Output the entries below unchanged, except for the pictures.
--- START ---
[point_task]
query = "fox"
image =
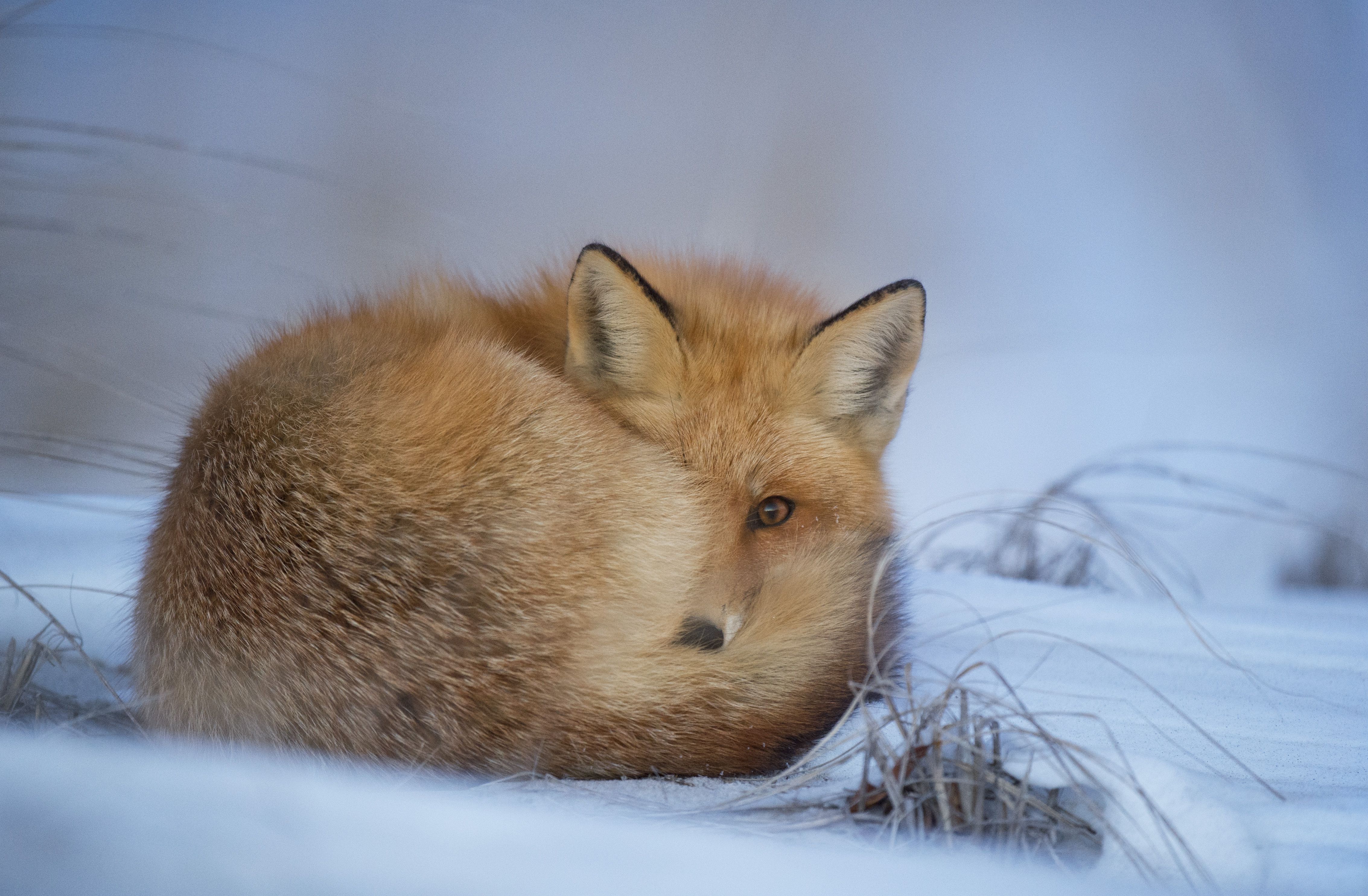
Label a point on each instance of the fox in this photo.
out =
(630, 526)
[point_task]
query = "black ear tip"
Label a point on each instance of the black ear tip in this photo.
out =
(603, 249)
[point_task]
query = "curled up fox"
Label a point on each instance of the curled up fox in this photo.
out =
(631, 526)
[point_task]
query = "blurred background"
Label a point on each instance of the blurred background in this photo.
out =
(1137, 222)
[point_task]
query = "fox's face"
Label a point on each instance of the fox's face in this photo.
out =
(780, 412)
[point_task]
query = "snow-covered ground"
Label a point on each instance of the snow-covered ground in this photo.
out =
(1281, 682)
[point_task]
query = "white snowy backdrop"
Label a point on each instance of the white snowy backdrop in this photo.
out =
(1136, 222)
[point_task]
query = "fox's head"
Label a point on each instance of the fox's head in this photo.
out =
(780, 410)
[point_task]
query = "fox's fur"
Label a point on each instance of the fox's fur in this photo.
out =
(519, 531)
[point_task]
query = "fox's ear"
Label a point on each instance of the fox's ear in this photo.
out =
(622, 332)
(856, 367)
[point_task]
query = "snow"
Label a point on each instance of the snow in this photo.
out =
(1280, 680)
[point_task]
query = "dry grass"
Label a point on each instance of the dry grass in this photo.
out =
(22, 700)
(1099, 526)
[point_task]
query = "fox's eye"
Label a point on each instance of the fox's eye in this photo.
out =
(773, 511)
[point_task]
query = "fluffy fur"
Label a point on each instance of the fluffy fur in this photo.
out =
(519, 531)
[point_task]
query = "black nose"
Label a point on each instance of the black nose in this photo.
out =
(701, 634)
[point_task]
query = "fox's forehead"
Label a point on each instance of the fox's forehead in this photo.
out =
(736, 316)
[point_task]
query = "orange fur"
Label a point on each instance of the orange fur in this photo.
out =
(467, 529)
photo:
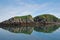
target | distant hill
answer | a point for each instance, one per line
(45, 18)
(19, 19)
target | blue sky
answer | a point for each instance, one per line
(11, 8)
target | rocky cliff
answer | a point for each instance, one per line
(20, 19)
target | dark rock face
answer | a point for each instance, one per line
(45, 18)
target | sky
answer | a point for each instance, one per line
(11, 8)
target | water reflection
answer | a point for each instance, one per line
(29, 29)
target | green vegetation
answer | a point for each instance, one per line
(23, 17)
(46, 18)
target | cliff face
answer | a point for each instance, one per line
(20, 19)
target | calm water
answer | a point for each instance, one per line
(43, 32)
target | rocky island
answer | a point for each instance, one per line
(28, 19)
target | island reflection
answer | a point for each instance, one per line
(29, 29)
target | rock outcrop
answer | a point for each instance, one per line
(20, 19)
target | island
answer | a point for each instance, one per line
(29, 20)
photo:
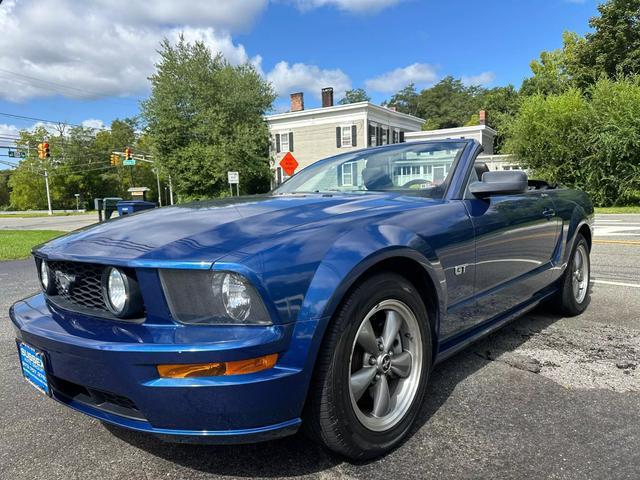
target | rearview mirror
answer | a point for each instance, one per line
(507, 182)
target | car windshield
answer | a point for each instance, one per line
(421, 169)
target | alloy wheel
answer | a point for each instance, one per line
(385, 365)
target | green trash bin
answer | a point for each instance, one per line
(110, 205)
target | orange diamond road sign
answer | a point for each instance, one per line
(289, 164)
--- END ---
### SOLUTION FOR THIS PROBLEM
[point_task]
query = "fox"
image =
Label a point on each instance of the fox in this photo.
out =
(630, 526)
[point_task]
query = "black ear tip"
Label a point on each instance of the black ear tip in this photo.
out =
(603, 249)
[point_task]
query = "curled up fox"
Label a point on each instance of the curled up fox in this photo.
out =
(631, 526)
[point_task]
query = "blurred background"
Label a point on each instance of the blurred background in this photo.
out =
(1137, 222)
[point_task]
query = "fox's face"
Label a point on each instance of the fox's face in this photo.
out =
(780, 412)
[point_task]
query = "snow-covered ground"
Label a point on each instance of the snow-covered ground in this photo.
out =
(1281, 682)
[point_task]
query = "white snowy backdrop"
Label a point on each instance of the white snowy backdrop in this photo.
out =
(1136, 222)
[point_task]
query = "fox's head"
Label a point on each instance of the fox's head in this photo.
out =
(780, 410)
[point_task]
query = "fox's fur"
Label a point on each instance of the fox's fur in this photo.
out =
(519, 531)
[point_task]
query = "fox's ear"
Label a point on each instance of the fox's ear in this photo.
out =
(622, 332)
(856, 367)
[point_task]
query = "snow"
Label a point on each instance of the snow in this photo.
out =
(1280, 680)
[point_task]
query = "dry grass"
Label a point on each instance of the dry grass in this photo.
out =
(22, 700)
(1099, 526)
[point_task]
query = "fox's eye"
Label a point on each instance of the fox's eye in this photo.
out =
(773, 511)
[point_task]
query = "fluffy fur"
Label a point on each instance of the fluffy fur in this photo.
out =
(519, 531)
[point_task]
query = "black nose"
Label a point on each instance of the black nose in this photo.
out =
(701, 634)
[point_task]
query = "fox's forehead"
Label a point on each instance of the fox's forehead in this photo.
out =
(736, 316)
[point_task]
query = "orange fur"
Label a point on each instance of the orange fur in this photo.
out =
(467, 529)
photo:
target | distant hill
answer | a point for each instance, one per line
(45, 18)
(19, 19)
target | blue sky
answer | a point for each instance, one per line
(11, 8)
target | rocky cliff
answer | a point for each instance, one per line
(20, 19)
target | dark rock face
answer | a point for each instance, one per line
(45, 18)
target | sky
answer | a point for each instance, one per line
(11, 8)
target | water reflection
answer | a point for each instance, one per line
(29, 29)
target | green vegetation
answer | a point for each instance, one per line
(23, 17)
(46, 18)
target | cliff face
answer | a point for each instance, one per line
(20, 19)
target | calm water
answer | a point for each instance, one per line
(43, 32)
target | rocky island
answer | a point for each instance, one per line
(28, 19)
target | island reflection
answer | a point for each instance, one per line
(29, 29)
target | rock outcrop
answer | a point for each instance, one per line
(20, 19)
target | island
answer | a point for each instance, one per line
(29, 20)
photo:
target | rearview mirror
answer | a point for each instance, one per line
(507, 182)
target | car windshield
answer | a point for each instance, one per line
(421, 169)
target | alloy wheel
answer | a point for each instance, one per line
(385, 365)
target | green trash bin
answer | a point for each instance, one per line
(110, 205)
target | orange diamond road sign
answer | a point for each instance, one per line
(289, 164)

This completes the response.